» **EXERCISE**:
Each entry must be restated word for word, with nothing omitted.

##### MATERIAL TO PROCESS

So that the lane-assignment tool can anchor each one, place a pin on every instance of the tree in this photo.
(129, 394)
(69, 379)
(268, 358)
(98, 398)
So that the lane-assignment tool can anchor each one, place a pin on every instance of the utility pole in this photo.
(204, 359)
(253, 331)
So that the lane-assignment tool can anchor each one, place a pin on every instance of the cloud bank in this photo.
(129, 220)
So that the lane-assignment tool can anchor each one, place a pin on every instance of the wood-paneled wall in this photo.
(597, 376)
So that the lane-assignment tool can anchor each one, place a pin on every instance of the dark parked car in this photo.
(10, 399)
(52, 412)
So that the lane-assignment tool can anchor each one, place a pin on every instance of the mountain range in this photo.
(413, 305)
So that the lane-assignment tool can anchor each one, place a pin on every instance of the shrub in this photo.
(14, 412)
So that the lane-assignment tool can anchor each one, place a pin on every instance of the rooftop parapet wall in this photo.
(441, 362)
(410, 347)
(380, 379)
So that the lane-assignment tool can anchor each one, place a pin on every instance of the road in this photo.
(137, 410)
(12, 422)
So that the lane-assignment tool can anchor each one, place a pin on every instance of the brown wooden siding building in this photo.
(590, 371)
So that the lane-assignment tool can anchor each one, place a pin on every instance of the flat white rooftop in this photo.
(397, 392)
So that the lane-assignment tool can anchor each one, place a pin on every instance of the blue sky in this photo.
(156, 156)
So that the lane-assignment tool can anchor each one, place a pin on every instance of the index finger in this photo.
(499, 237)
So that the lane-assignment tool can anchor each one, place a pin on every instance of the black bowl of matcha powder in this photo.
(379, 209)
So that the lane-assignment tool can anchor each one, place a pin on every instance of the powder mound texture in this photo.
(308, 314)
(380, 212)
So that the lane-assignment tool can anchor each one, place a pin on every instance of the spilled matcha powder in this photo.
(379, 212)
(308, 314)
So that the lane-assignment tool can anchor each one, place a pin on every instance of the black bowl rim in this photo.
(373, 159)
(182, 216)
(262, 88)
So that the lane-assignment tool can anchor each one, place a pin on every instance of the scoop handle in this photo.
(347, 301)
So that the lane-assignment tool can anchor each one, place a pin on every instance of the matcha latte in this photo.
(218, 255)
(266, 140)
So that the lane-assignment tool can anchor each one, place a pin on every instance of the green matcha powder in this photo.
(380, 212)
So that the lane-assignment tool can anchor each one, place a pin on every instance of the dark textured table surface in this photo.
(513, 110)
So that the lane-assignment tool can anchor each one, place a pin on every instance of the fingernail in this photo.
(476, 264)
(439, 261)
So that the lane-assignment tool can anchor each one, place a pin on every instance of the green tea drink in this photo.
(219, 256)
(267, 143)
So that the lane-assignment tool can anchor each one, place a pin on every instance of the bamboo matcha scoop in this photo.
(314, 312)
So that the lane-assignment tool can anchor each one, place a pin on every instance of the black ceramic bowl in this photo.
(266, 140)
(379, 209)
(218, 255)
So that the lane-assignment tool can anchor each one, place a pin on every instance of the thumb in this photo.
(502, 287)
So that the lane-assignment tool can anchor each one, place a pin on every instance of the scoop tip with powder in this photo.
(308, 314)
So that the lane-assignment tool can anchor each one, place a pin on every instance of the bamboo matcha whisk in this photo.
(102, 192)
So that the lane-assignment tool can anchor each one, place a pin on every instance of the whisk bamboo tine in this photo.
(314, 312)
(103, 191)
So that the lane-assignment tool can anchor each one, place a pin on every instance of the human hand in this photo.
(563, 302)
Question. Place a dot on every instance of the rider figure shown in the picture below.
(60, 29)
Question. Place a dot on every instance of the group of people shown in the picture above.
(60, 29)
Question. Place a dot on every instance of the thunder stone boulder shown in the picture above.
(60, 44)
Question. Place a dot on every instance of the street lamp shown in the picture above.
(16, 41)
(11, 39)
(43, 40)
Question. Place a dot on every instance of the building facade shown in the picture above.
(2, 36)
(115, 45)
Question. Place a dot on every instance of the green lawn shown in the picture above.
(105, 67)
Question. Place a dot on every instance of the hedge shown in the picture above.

##########

» **TASK ANSWER**:
So that the lane-assignment tool can anchor each one, place a pin on every instance of the tree in this photo.
(129, 394)
(69, 379)
(268, 358)
(98, 398)
So that the lane-assignment tool can anchor each one, place a pin on every instance of the utility pole in this photo.
(204, 359)
(253, 331)
So that the lane-assignment tool can anchor each one, place a pin on every instance of the cloud bank in this photo.
(129, 220)
So that the lane-assignment tool can anchor each one, place a pin on every instance of the wood-paneled wall in this photo.
(597, 376)
So that the lane-assignment tool can anchor each one, place a pin on every instance of the dark parked car in this photo.
(10, 399)
(52, 412)
So that the lane-assignment tool can anchor each one, place a pin on every instance of the mountain range in this photo.
(413, 305)
So that the lane-assignment tool can anchor each one, place a pin on every instance of the shrub in this photo.
(14, 412)
So that the lane-assignment tool can anchor each one, place a pin on every instance of the rooftop parapet wall in this photo.
(441, 362)
(410, 347)
(380, 379)
So that the lane-assignment tool can anchor each one, place a pin on every instance of the road in this photo.
(137, 410)
(12, 422)
So that the lane-assignment tool can anchor each one, place a pin on every instance of the brown wooden siding building in this photo.
(590, 371)
So that the lane-assignment tool can anchor each one, place a pin on every instance of the flat white rooftop in this photo.
(397, 392)
So that the lane-assignment tool can anchor each one, place a pin on every instance of the blue sky in this photo.
(156, 156)
So that the lane-assignment tool can anchor each one, place a pin on every instance of the index finger in this photo.
(499, 237)
So that the lane-assignment tool can anchor each one, place a pin on every instance of the black bowl of matcha powder in this photo.
(379, 209)
So that the lane-assignment tool can anchor each one, place a pin on every instance of the powder mound texture in this photo.
(308, 314)
(380, 212)
So that the lane-assignment tool can anchor each one, place a pin on every instance of the spilled matcha powder in this photo.
(379, 212)
(308, 314)
So that the lane-assignment tool can anchor each one, place a pin on every instance of the black bowl rim in this photo.
(373, 159)
(182, 216)
(262, 88)
So that the lane-assignment tool can anchor each one, place a pin on every instance of the scoop handle in this photo.
(347, 301)
So that the lane-assignment tool can anchor each one, place a pin on every instance of the matcha latte in this photo.
(218, 255)
(266, 140)
So that the lane-assignment tool can anchor each one, place a pin on every instance of the green matcha powder in this photo.
(380, 212)
So that the lane-assignment tool can anchor each one, place a pin on every instance of the dark textured table surface in this photo.
(513, 110)
So that the lane-assignment tool can anchor each one, place a pin on every instance of the fingernail in this photo.
(476, 264)
(439, 261)
So that the lane-assignment tool can anchor each one, place a pin on every instance of the green tea drink in this photo.
(219, 256)
(267, 143)
So that the lane-assignment tool can anchor each one, place a pin on every instance of the bamboo matcha scoop in this photo.
(314, 312)
So that the lane-assignment tool can anchor each one, place a pin on every instance of the black ceramic bowl in this photo.
(266, 140)
(379, 209)
(218, 255)
So that the lane-assignment tool can anchor each one, place a pin on every instance of the thumb in this photo.
(502, 287)
So that the lane-assignment tool can anchor each one, place a pin on every instance of the scoop tip with powder in this photo.
(308, 314)
So that the lane-assignment tool can anchor each one, place a pin on every instance of the bamboo matcha whisk in this photo.
(102, 192)
So that the lane-assignment tool can anchor each one, place a pin on every instance of the whisk bamboo tine in this photo.
(314, 312)
(103, 191)
So that the lane-assignment tool can anchor each one, place a pin on every instance of the human hand in this photo.
(563, 302)
Question. Place a dot on every instance of the rider figure shown in the picture below.
(60, 29)
Question. Place a dot on every instance of the group of people shown in the picture above.
(60, 29)
Question. Place a dot on every instance of the thunder stone boulder shown in the picture above.
(60, 44)
Question. Place a dot on every instance of the street lamp shown in the picture above.
(16, 41)
(11, 39)
(43, 40)
Question. Place a dot on every instance of the building facade shown in the picture above.
(2, 36)
(115, 45)
Question. Place a dot on every instance of the green lawn shown in the picture above.
(105, 67)
Question. Place a dot on every instance of the hedge shown in the picture above.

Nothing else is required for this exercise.